▶ Source material:
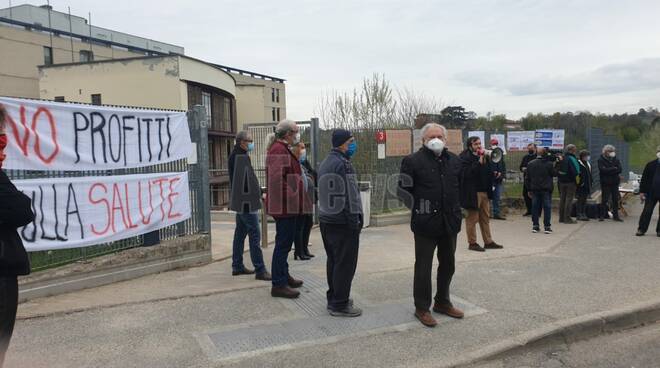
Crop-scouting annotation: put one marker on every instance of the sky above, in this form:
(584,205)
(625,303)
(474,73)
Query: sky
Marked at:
(501,56)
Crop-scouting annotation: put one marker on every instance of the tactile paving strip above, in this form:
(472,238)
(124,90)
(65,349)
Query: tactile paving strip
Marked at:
(282,335)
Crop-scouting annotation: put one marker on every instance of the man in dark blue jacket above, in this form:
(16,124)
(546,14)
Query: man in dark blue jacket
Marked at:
(15,212)
(569,172)
(649,190)
(340,209)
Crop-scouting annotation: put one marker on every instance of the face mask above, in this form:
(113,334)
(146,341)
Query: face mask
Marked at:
(3,145)
(436,145)
(352,148)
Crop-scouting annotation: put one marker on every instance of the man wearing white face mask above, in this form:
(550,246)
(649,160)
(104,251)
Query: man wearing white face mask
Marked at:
(609,169)
(429,186)
(649,191)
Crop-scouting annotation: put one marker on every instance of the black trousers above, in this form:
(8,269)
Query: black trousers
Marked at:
(341,246)
(424,249)
(305,223)
(528,201)
(8,307)
(647,213)
(609,192)
(581,206)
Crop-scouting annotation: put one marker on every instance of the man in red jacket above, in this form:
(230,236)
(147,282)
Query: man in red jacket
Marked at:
(284,202)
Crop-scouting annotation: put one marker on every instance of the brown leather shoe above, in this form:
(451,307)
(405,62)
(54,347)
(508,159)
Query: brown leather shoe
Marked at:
(476,247)
(449,310)
(284,292)
(426,318)
(294,283)
(493,245)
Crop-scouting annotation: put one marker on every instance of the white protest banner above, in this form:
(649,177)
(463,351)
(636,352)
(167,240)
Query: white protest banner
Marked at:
(83,211)
(478,133)
(550,138)
(46,135)
(517,141)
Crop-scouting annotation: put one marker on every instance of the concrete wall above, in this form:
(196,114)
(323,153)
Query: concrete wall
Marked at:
(151,82)
(22,52)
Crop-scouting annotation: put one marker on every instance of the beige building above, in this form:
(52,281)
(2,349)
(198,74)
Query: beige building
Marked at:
(31,36)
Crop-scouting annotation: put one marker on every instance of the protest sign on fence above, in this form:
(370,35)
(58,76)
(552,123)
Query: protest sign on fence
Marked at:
(82,211)
(46,135)
(517,141)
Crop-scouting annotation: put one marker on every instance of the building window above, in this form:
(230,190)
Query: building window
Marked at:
(48,55)
(86,56)
(206,102)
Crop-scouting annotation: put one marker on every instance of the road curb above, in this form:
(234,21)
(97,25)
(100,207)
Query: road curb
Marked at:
(566,331)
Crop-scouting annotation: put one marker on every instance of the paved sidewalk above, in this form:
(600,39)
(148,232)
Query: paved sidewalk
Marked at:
(204,317)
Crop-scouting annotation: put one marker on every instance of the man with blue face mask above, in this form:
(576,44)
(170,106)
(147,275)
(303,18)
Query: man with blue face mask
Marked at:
(245,200)
(340,209)
(649,191)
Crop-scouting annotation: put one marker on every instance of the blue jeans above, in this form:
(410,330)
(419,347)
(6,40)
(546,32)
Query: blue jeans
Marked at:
(247,224)
(284,237)
(497,194)
(541,200)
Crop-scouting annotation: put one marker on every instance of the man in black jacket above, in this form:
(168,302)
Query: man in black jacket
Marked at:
(429,187)
(609,169)
(584,186)
(649,190)
(15,212)
(499,174)
(476,193)
(540,172)
(569,172)
(531,155)
(245,200)
(340,209)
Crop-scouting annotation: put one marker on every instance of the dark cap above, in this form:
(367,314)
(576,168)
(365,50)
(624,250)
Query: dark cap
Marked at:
(340,136)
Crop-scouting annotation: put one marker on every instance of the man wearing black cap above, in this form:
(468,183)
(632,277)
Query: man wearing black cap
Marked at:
(340,211)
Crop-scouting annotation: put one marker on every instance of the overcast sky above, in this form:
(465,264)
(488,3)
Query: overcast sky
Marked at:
(504,56)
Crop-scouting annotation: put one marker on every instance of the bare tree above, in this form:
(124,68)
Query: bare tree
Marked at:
(376,105)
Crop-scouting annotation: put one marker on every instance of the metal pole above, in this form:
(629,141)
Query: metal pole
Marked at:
(314,140)
(71,37)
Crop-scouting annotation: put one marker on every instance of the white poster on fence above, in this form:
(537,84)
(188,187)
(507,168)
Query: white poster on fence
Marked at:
(479,133)
(518,141)
(46,135)
(83,211)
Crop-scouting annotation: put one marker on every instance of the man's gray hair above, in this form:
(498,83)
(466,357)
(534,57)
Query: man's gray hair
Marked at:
(241,136)
(428,126)
(608,148)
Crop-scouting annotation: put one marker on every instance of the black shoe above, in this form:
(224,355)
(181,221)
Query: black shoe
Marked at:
(245,271)
(349,311)
(476,247)
(294,283)
(284,292)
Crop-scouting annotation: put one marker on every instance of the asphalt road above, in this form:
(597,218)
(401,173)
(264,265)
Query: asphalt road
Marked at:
(636,348)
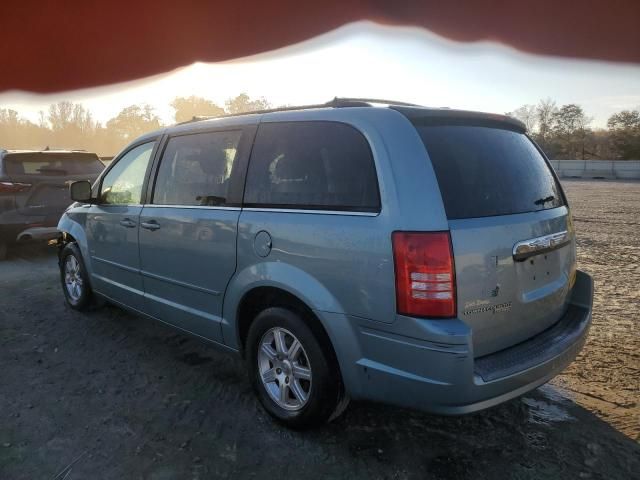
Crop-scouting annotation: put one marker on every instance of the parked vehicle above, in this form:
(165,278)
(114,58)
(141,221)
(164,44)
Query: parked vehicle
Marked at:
(34,188)
(418,257)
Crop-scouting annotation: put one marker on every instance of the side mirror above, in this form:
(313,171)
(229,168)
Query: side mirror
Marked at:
(80,191)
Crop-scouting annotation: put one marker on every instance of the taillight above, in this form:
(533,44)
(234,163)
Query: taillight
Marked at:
(425,277)
(10,187)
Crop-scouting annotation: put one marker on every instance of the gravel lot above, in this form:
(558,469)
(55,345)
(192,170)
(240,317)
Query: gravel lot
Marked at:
(110,395)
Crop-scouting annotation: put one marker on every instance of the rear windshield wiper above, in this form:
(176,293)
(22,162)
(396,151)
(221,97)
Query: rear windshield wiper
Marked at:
(52,170)
(542,201)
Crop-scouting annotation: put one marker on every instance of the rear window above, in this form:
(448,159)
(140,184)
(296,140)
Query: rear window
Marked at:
(485,171)
(312,165)
(48,164)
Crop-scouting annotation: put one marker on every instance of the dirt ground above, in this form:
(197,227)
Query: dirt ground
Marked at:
(109,395)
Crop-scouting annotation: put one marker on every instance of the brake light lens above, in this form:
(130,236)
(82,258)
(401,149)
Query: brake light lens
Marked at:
(425,276)
(10,187)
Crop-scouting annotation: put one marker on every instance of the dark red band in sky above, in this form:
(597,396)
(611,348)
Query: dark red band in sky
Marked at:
(55,45)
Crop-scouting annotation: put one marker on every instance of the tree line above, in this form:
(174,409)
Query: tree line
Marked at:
(71,125)
(564,132)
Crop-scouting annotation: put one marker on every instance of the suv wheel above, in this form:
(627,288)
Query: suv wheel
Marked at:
(295,378)
(74,278)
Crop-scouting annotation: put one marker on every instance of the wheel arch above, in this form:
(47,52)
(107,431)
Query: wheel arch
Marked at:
(268,284)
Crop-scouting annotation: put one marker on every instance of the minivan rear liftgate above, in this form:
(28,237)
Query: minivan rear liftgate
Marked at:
(510,227)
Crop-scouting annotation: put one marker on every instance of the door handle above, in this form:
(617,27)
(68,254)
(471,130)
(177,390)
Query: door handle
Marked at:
(150,225)
(128,223)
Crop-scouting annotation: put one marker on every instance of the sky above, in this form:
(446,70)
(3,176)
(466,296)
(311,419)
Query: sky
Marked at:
(369,60)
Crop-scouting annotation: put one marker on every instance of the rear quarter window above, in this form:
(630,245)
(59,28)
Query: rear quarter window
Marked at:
(487,171)
(312,165)
(52,164)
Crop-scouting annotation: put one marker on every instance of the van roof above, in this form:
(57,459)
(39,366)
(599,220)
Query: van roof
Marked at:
(412,111)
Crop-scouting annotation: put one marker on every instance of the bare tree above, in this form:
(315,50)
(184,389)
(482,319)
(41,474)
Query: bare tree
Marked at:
(188,107)
(243,103)
(528,115)
(624,130)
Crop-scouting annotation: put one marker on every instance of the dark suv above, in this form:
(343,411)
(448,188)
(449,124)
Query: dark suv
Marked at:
(34,191)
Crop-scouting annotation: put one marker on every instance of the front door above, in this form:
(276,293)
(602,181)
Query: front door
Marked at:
(188,230)
(113,225)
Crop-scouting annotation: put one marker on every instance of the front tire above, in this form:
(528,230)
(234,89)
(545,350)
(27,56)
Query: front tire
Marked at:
(74,278)
(295,377)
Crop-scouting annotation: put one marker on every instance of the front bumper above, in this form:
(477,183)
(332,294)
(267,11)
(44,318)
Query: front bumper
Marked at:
(430,364)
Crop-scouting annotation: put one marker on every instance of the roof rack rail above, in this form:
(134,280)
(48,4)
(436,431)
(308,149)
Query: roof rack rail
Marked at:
(336,102)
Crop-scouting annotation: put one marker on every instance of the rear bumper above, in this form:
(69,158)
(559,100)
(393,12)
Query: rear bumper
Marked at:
(430,364)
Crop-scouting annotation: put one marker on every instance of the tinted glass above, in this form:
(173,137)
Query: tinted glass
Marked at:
(195,169)
(312,165)
(48,164)
(122,185)
(486,171)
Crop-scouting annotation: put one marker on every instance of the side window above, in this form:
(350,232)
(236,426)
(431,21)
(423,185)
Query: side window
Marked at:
(312,165)
(195,169)
(122,185)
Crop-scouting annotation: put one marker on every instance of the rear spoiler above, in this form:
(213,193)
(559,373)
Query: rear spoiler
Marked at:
(446,116)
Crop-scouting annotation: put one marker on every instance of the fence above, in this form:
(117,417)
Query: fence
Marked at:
(608,169)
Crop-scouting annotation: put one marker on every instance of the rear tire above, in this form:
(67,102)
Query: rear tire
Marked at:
(74,278)
(296,378)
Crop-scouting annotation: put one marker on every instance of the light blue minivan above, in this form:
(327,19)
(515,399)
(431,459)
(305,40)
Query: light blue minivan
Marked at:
(359,249)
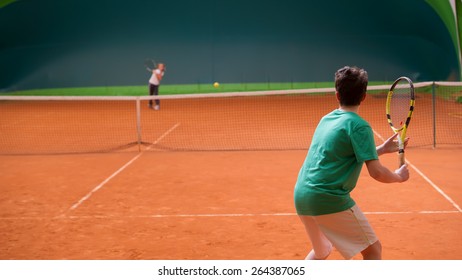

▶ Exercise instructions:
Only the lines from the one with "Query: side window" to the end of the listing, both ends included, should be retyped exactly; no pictures belong in the copy.

▶ Output:
Query: side window
Marked at:
(312,165)
(195,169)
(122,185)
Crop-scouting annotation: put one marker on every instance of the rear spoiler above, in this form:
(213,193)
(559,373)
Query: rear spoiler
Marked at:
(446,116)
Crop-scouting annotation: put one marker on every instance of the fence above, in this form:
(117,417)
Query: fence
Marked at:
(608,169)
Crop-scouting annotation: put one marker on every instance of the rear tire above, in this form:
(67,102)
Query: rear tire
Marked at:
(74,278)
(296,378)
Crop-scouting annotation: put one marker on every instance of the light blue minivan above, in this form:
(327,19)
(515,399)
(431,459)
(305,40)
Query: light blue minivan
Marked at:
(359,249)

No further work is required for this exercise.